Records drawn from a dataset
= Beginning of Section =
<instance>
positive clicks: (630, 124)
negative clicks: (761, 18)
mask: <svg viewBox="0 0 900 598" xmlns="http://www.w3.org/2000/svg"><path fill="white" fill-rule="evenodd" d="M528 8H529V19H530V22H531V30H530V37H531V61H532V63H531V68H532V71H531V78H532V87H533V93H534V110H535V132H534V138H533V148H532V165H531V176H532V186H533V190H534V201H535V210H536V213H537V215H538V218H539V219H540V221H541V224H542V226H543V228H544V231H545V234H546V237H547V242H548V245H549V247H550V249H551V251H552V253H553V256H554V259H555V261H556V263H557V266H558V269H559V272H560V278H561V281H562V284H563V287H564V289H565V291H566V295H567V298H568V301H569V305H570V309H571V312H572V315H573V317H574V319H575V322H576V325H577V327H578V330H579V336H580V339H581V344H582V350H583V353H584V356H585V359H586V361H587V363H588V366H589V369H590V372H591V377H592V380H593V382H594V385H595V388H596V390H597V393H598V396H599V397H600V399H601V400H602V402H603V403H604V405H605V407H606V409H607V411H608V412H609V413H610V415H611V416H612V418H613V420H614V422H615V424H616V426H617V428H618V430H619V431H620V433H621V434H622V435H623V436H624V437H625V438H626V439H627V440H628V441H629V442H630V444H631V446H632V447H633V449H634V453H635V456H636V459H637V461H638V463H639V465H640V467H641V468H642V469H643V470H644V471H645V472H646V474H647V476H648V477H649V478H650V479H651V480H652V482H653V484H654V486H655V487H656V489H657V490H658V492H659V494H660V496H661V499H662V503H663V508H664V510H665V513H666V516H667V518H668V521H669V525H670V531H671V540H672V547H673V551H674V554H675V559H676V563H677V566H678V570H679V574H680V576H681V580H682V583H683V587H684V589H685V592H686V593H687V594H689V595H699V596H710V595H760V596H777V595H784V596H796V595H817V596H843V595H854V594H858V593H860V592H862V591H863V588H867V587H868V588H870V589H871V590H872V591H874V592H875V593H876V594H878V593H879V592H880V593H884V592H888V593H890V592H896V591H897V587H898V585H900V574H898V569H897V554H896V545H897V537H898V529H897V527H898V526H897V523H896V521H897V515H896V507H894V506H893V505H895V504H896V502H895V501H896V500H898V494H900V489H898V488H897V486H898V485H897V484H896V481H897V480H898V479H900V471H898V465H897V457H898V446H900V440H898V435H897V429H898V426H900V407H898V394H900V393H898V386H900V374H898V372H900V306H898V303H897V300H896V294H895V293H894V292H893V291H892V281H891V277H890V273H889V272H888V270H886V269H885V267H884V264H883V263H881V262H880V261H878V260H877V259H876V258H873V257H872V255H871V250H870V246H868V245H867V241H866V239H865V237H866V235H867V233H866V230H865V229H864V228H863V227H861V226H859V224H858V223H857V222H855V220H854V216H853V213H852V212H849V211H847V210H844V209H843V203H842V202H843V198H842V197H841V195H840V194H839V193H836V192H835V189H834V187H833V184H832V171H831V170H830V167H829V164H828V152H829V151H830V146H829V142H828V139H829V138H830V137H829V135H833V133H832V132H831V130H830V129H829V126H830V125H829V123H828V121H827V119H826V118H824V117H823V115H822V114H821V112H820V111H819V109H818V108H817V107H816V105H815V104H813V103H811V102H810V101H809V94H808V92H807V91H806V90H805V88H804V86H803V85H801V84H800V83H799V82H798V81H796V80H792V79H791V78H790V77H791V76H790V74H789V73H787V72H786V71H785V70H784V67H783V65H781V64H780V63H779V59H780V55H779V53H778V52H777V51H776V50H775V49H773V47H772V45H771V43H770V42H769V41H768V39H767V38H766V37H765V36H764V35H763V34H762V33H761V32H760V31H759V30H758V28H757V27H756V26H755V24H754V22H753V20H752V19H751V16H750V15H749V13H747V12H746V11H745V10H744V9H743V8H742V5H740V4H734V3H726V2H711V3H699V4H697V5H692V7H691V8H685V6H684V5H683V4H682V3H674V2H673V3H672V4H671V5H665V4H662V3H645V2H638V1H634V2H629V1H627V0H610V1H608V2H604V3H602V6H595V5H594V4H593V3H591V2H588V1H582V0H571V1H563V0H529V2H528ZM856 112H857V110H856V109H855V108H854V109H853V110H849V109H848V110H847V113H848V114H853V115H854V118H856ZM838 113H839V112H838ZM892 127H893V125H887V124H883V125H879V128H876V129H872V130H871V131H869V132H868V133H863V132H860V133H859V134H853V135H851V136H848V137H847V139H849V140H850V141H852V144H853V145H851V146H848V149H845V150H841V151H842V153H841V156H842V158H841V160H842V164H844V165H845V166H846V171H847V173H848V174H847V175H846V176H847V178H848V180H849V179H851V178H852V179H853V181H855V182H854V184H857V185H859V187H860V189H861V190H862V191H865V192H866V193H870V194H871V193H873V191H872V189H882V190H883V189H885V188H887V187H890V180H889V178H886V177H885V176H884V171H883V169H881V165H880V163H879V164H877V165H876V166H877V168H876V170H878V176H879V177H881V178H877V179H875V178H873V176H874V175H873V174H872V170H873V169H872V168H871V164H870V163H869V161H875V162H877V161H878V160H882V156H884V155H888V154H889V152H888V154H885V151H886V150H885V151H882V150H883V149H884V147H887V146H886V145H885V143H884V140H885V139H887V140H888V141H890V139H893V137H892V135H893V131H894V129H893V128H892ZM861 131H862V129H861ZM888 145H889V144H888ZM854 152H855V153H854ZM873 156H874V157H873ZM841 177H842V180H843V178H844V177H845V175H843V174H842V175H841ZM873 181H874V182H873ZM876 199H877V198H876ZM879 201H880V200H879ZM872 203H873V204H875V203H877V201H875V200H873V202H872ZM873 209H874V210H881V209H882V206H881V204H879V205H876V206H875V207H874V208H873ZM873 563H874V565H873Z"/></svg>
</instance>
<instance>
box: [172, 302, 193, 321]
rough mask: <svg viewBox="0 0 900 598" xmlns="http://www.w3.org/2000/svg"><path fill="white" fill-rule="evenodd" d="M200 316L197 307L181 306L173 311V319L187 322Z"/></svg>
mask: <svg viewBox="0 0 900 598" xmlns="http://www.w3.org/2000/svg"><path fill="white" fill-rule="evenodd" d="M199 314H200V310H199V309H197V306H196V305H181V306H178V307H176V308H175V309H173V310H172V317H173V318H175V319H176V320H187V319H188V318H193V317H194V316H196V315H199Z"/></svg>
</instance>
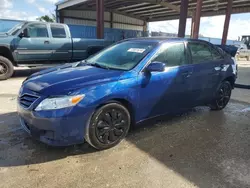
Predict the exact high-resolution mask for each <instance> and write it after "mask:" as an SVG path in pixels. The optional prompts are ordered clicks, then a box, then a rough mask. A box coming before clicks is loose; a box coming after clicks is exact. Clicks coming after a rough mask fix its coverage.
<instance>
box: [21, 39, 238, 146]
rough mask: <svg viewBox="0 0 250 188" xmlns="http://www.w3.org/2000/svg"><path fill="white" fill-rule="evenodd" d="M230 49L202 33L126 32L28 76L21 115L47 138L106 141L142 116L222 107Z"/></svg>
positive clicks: (28, 124) (48, 138)
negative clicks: (206, 37)
mask: <svg viewBox="0 0 250 188" xmlns="http://www.w3.org/2000/svg"><path fill="white" fill-rule="evenodd" d="M235 53H236V52H235ZM235 53H233V54H234V55H235ZM231 55H232V54H231ZM231 55H229V54H228V53H226V52H225V51H223V50H222V49H221V48H218V47H216V46H214V45H212V44H210V43H208V42H205V41H201V40H192V39H156V38H139V39H130V40H125V41H122V42H119V43H116V44H114V45H113V46H110V47H108V48H106V49H104V50H102V51H101V52H99V53H98V54H96V55H94V56H92V57H90V58H88V59H86V60H84V61H81V62H77V63H74V64H66V65H63V66H60V67H55V68H51V69H47V70H44V71H41V72H38V73H36V74H33V75H31V76H30V77H28V78H27V79H26V80H25V81H24V82H23V84H22V87H21V89H20V92H19V97H18V114H19V116H20V122H21V124H22V126H23V128H24V129H25V130H26V131H27V132H28V133H30V134H31V135H32V136H33V137H34V138H36V139H38V140H40V141H42V142H44V143H46V144H49V145H54V146H66V145H72V144H78V143H82V142H84V140H86V141H87V142H88V143H89V144H90V145H91V146H93V147H94V148H96V149H99V150H101V149H107V148H111V147H113V146H115V145H117V144H118V143H119V142H120V141H121V140H122V139H124V138H125V136H126V135H127V133H128V131H129V128H130V127H131V126H132V125H135V124H136V123H138V122H141V121H144V120H146V119H149V118H153V117H156V116H160V115H164V114H168V113H170V112H171V113H173V112H178V111H180V110H183V109H189V108H192V107H195V106H198V105H207V106H210V107H211V109H212V110H222V109H223V108H224V107H225V106H226V105H227V103H228V102H229V100H230V96H231V90H232V89H233V87H234V83H235V80H236V75H237V67H236V64H235V62H234V60H233V58H232V57H231Z"/></svg>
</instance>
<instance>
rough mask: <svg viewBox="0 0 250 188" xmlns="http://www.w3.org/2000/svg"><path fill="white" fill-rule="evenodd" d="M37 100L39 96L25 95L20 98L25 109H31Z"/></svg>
mask: <svg viewBox="0 0 250 188" xmlns="http://www.w3.org/2000/svg"><path fill="white" fill-rule="evenodd" d="M37 99H38V97H37V96H34V95H29V94H24V95H22V96H21V97H20V98H19V102H20V104H21V105H22V106H23V107H24V108H29V107H30V106H31V105H32V104H33V103H34V102H35V101H36V100H37Z"/></svg>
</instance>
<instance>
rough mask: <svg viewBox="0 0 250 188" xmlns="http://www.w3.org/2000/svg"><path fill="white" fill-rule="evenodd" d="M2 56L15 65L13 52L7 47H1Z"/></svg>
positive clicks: (3, 46) (0, 53)
mask: <svg viewBox="0 0 250 188" xmlns="http://www.w3.org/2000/svg"><path fill="white" fill-rule="evenodd" d="M0 56H3V57H5V58H7V59H9V60H10V61H11V62H12V64H13V65H15V60H14V57H13V55H12V53H11V50H10V49H9V48H8V47H6V46H0Z"/></svg>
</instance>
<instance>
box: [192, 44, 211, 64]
mask: <svg viewBox="0 0 250 188" xmlns="http://www.w3.org/2000/svg"><path fill="white" fill-rule="evenodd" d="M188 47H189V49H190V52H191V55H192V60H193V64H198V63H203V62H207V61H210V60H213V57H212V53H211V51H210V47H209V46H208V45H206V44H204V43H188Z"/></svg>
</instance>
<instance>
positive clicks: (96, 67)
mask: <svg viewBox="0 0 250 188" xmlns="http://www.w3.org/2000/svg"><path fill="white" fill-rule="evenodd" d="M122 73H123V71H119V70H108V69H102V68H97V67H93V66H88V65H82V66H79V67H75V66H74V65H72V64H70V65H64V66H60V67H55V68H51V69H46V70H44V71H40V72H38V73H35V74H33V75H31V76H30V77H28V78H27V79H26V81H24V83H23V86H24V87H25V88H27V89H29V90H32V91H34V92H37V93H40V94H42V95H62V94H67V93H69V92H70V91H73V90H77V89H81V88H83V87H87V86H91V85H97V84H102V83H105V82H111V81H117V80H119V78H120V76H121V74H122Z"/></svg>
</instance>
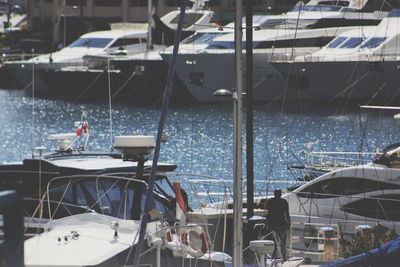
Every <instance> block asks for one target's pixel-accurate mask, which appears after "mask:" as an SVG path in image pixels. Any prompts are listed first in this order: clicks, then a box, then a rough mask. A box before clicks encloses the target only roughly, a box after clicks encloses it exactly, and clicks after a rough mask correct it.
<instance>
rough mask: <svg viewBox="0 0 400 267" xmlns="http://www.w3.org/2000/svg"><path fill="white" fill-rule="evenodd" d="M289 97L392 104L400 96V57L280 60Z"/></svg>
mask: <svg viewBox="0 0 400 267" xmlns="http://www.w3.org/2000/svg"><path fill="white" fill-rule="evenodd" d="M272 65H273V66H274V67H275V68H276V69H277V70H279V71H280V72H281V73H282V74H283V76H284V77H285V79H287V80H288V87H287V93H286V95H287V100H296V101H319V102H320V103H331V102H332V103H333V102H338V101H349V103H350V102H351V103H357V104H365V103H369V104H372V103H373V104H389V103H393V101H395V100H396V99H397V100H398V99H399V98H400V94H399V89H400V75H399V71H400V70H399V69H400V62H399V61H339V62H333V61H331V62H276V63H273V64H272Z"/></svg>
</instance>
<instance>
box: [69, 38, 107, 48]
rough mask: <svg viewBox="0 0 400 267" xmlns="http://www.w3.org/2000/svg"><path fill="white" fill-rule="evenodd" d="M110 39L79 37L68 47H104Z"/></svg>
mask: <svg viewBox="0 0 400 267" xmlns="http://www.w3.org/2000/svg"><path fill="white" fill-rule="evenodd" d="M112 40H113V39H112V38H79V39H78V40H76V41H75V42H73V43H72V44H70V45H69V46H68V47H71V48H73V47H87V48H89V47H94V48H105V47H106V46H107V45H108V44H109V43H110V42H111V41H112Z"/></svg>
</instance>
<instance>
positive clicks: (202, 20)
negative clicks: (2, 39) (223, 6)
mask: <svg viewBox="0 0 400 267" xmlns="http://www.w3.org/2000/svg"><path fill="white" fill-rule="evenodd" d="M191 1H192V2H193V6H192V7H191V8H190V9H188V10H187V11H186V12H187V15H186V21H185V22H186V24H185V28H184V31H183V32H184V34H183V35H184V36H185V35H190V34H192V33H193V32H194V31H195V30H199V29H204V28H208V27H210V26H211V25H212V22H211V21H212V18H213V16H214V12H213V11H212V10H208V9H206V8H204V5H205V2H207V0H191ZM178 15H179V11H178V10H174V11H171V12H170V13H168V14H166V15H164V16H163V17H161V18H160V19H159V18H158V17H156V16H153V17H154V20H155V24H156V25H155V28H151V34H150V35H149V23H150V24H151V25H153V23H152V22H151V21H150V22H149V23H114V24H111V25H110V26H111V30H106V31H97V32H91V33H87V34H84V35H82V36H81V37H80V38H79V39H78V40H76V41H74V42H72V43H71V44H70V45H68V46H67V47H65V48H63V49H61V50H60V51H57V52H54V53H50V54H46V55H40V56H37V57H33V58H31V59H29V60H17V61H7V62H4V65H3V66H2V69H1V71H3V72H5V73H8V74H9V75H10V76H11V77H12V78H13V79H14V80H16V81H17V82H16V83H17V84H19V86H17V87H19V88H23V89H25V88H30V86H31V84H32V80H33V79H35V81H34V82H35V92H36V93H37V94H40V95H45V96H60V97H62V96H70V97H71V96H72V98H74V97H79V96H80V95H81V94H82V93H85V89H86V88H87V86H89V85H91V83H95V82H96V81H97V80H99V82H100V84H102V85H103V87H106V88H108V86H107V80H105V78H107V75H101V74H102V73H103V72H104V69H105V68H108V62H109V61H110V60H111V59H113V58H114V56H121V55H125V56H132V55H136V54H138V53H144V54H143V55H142V56H141V57H142V58H152V55H153V54H154V51H158V50H159V49H162V48H165V47H166V46H165V45H164V44H165V43H166V44H168V40H169V39H171V38H173V36H174V35H175V27H176V23H177V18H178ZM157 21H158V22H159V23H157ZM160 24H161V25H160ZM157 26H158V27H157ZM160 28H161V29H160ZM153 35H154V36H153ZM149 36H150V37H151V39H150V38H149ZM156 41H159V42H156ZM97 64H101V66H100V67H101V68H102V69H101V70H98V69H97V70H94V71H92V70H91V69H90V68H91V67H93V65H97ZM32 73H34V77H33V75H32ZM101 76H104V77H101ZM120 78H121V77H118V78H117V80H119V79H120ZM60 79H62V80H63V83H59V81H60ZM0 86H1V83H0ZM116 90H117V89H116ZM100 91H101V90H100Z"/></svg>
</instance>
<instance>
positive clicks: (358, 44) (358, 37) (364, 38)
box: [339, 37, 365, 48]
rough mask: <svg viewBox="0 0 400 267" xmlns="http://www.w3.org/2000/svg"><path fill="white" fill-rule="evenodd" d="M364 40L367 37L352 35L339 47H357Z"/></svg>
mask: <svg viewBox="0 0 400 267" xmlns="http://www.w3.org/2000/svg"><path fill="white" fill-rule="evenodd" d="M364 40H365V38H362V37H350V38H349V39H348V40H347V41H345V42H344V43H343V44H342V45H341V46H340V47H339V48H355V47H357V46H359V45H360V44H361V43H362V42H363V41H364Z"/></svg>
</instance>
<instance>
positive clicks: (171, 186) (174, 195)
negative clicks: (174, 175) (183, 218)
mask: <svg viewBox="0 0 400 267" xmlns="http://www.w3.org/2000/svg"><path fill="white" fill-rule="evenodd" d="M155 184H156V186H155V188H156V189H158V190H157V191H158V192H159V193H161V194H163V195H168V196H175V191H174V189H173V188H172V185H171V183H170V182H169V180H168V179H167V178H166V177H163V178H162V179H158V178H157V180H156V182H155Z"/></svg>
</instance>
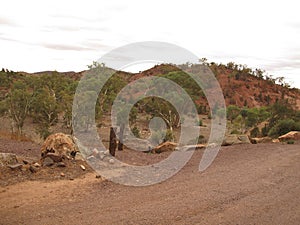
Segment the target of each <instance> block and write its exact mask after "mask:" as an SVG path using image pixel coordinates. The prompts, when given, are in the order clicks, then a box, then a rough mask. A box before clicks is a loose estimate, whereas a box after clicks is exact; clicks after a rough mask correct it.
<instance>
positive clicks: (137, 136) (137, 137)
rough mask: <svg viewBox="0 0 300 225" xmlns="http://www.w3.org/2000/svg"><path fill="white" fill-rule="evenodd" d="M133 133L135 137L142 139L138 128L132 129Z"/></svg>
mask: <svg viewBox="0 0 300 225" xmlns="http://www.w3.org/2000/svg"><path fill="white" fill-rule="evenodd" d="M132 133H133V135H134V136H135V137H137V138H139V137H140V130H139V128H137V127H133V128H132Z"/></svg>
= End of Section =
> **Work instruction**
Rewrite the material from its beginning through the line containing "negative clicks: (761, 18)", inclusive, swapping "positive clicks" for "foreground clicks" and leaving everything else unchanged.

> **Result of the task**
<instance>
foreground clicks: (630, 124)
negative clicks: (761, 18)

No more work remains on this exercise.